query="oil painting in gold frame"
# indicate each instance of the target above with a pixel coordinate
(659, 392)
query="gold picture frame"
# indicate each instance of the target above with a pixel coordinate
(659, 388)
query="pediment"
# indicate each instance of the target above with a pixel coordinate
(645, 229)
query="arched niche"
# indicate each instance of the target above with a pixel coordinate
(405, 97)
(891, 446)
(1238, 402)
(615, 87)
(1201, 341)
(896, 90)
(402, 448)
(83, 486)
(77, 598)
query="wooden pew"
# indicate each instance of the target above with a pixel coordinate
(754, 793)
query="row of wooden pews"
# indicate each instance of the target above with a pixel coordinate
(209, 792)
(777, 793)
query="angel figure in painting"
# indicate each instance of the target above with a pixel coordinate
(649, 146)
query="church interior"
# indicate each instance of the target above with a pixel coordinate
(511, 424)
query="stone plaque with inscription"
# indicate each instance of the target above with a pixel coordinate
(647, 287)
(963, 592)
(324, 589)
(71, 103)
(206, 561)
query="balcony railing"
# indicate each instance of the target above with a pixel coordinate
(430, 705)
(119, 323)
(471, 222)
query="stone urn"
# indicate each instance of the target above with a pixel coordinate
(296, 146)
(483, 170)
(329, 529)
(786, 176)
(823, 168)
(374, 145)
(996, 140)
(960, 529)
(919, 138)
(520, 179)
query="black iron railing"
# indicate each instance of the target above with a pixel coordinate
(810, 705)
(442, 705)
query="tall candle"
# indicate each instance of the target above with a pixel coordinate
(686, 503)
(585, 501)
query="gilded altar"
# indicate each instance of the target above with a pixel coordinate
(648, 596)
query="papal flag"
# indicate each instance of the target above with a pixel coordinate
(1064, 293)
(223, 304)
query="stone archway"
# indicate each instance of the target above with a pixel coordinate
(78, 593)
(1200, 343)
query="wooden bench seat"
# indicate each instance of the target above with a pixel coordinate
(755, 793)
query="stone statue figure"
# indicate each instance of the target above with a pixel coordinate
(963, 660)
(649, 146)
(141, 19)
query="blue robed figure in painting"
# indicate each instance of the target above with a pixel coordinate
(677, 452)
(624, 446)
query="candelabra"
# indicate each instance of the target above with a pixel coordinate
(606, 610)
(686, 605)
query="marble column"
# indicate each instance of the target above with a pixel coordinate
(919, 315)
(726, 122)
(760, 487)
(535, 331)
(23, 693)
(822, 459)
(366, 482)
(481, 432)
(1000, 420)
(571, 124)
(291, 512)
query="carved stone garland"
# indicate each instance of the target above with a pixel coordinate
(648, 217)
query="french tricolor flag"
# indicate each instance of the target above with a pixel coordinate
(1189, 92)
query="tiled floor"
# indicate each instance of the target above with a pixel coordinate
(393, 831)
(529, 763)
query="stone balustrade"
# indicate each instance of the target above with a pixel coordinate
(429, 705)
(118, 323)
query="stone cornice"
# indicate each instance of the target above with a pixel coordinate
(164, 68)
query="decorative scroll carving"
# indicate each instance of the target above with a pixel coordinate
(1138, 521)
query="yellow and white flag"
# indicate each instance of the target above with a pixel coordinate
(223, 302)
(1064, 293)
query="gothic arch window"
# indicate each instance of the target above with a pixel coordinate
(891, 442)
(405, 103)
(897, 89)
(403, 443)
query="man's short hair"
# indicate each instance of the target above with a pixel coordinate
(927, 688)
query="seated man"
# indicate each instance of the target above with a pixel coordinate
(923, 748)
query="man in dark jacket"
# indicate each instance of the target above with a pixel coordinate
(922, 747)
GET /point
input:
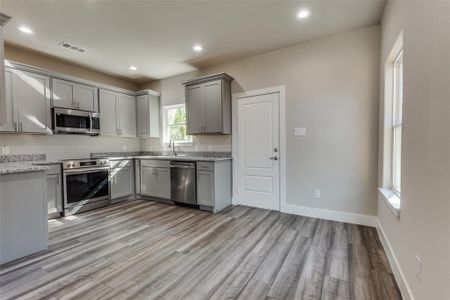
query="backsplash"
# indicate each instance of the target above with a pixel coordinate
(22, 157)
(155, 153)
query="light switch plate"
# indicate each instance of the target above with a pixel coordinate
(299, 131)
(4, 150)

Exercise details:
Write out the listing above exactly as it stands, pictures excluded.

Answer to the problem:
query="oil painting in gold frame"
# indicate each instance of the target above with a pixel coordinate
(659, 392)
query="gold picture frame"
# indicate each instance of the target above with a pixel coordinate
(659, 388)
query="pediment"
# indicate each instance of the target above with a pixel coordinate
(645, 229)
query="arched niche"
# indicate each instance of the target above with a pixel coordinate
(405, 97)
(891, 446)
(1238, 402)
(615, 87)
(1201, 341)
(896, 90)
(402, 448)
(83, 486)
(77, 598)
query="wooden pew"
# indicate each instance of the target above with a pixel coordinate
(754, 793)
query="row of wooden pews"
# indicate each instance of the target above with a pixel coordinate
(209, 792)
(777, 793)
query="angel figure in painting"
# indicate each instance of the target above with a pixel coordinate
(649, 146)
query="church interior"
# indicate each instance of the target above with a pixel coordinate
(511, 424)
query="stone plaque with inscription"
# indicate each instance of the target above with a pixel coordinate
(647, 287)
(963, 592)
(324, 589)
(71, 103)
(206, 561)
query="balcony railing"
# indicate each instance of the target above with a pixel coordinate
(430, 705)
(119, 323)
(471, 222)
query="stone urn"
# indicate each instance of the target above with a pixel coordinate
(296, 146)
(483, 170)
(329, 529)
(786, 176)
(823, 168)
(374, 145)
(996, 140)
(960, 529)
(919, 138)
(520, 179)
query="black iron railing"
# indicate each instance of the target above with a pixel coordinate
(810, 705)
(442, 705)
query="tall candle"
# indicate each instance of the target above with a pixel coordinate
(686, 503)
(585, 501)
query="gilded altar"
# indicate each instance of the target above with a pixel coordinate
(648, 596)
query="papal flag"
# indicate each instance of the target above with a pixel coordinate
(1064, 293)
(223, 304)
query="stone archway"
# indicate each instance of the target above with a pixel coordinate
(78, 593)
(1200, 343)
query="wooden bench seat"
# indicate each instance of the target above with a pixel coordinate
(755, 793)
query="stone statue figure"
# indicate each instance of the target above with a pixel coordinate
(963, 660)
(649, 146)
(141, 19)
query="blue robed figure in painting"
# indicate each instance of the target above with a pixel coordinate
(677, 452)
(624, 446)
query="candelabra"
# indicate each instance of the target above with a pixel coordinate
(606, 610)
(686, 605)
query="marble column"
# indicate each instance of the target above with a pixel coordinate
(919, 315)
(726, 122)
(760, 487)
(535, 331)
(23, 693)
(822, 459)
(366, 482)
(481, 432)
(1000, 420)
(571, 124)
(291, 512)
query="carved stone garland"
# indicate each instance of the target above with a pixel coordinate
(648, 217)
query="french tricolor flag"
# indicate each instance of the target above with a pixel coordinate
(1189, 92)
query="tiled floor"
# indicate each instance of the target above with a pixel coordinate
(393, 831)
(529, 763)
query="stone balustrade"
# indicate each instance of the target above with a pixel coordinate
(429, 705)
(118, 323)
query="stone cornice"
# indicate each instance of the target above with a pixel coordinate
(164, 68)
query="decorative scroll carving"
# indicate each instance of the target above with a pixel coordinate
(1138, 521)
query="yellow and white flag"
# indicate each instance of the target above with a pixel coordinate
(223, 302)
(1064, 293)
query="gothic arch window"
# indicate each instance of the target above with a pixel coordinate
(891, 442)
(405, 103)
(897, 89)
(403, 443)
query="man's short hair"
# indicate each instance of the target above with a pixel coordinate
(927, 688)
query="seated man"
# indicate each instance of the target above with a pixel coordinate
(923, 748)
query="man in dark jacket"
# indicate each instance of the target above with a pixel coordinate
(922, 747)
GET /point
input:
query="backsplash"
# indicate each instance of the target above with a pixel coordinate
(22, 157)
(155, 153)
query="light switch plate"
# indicate each instance of the target above with a pixel coordinate
(299, 131)
(4, 150)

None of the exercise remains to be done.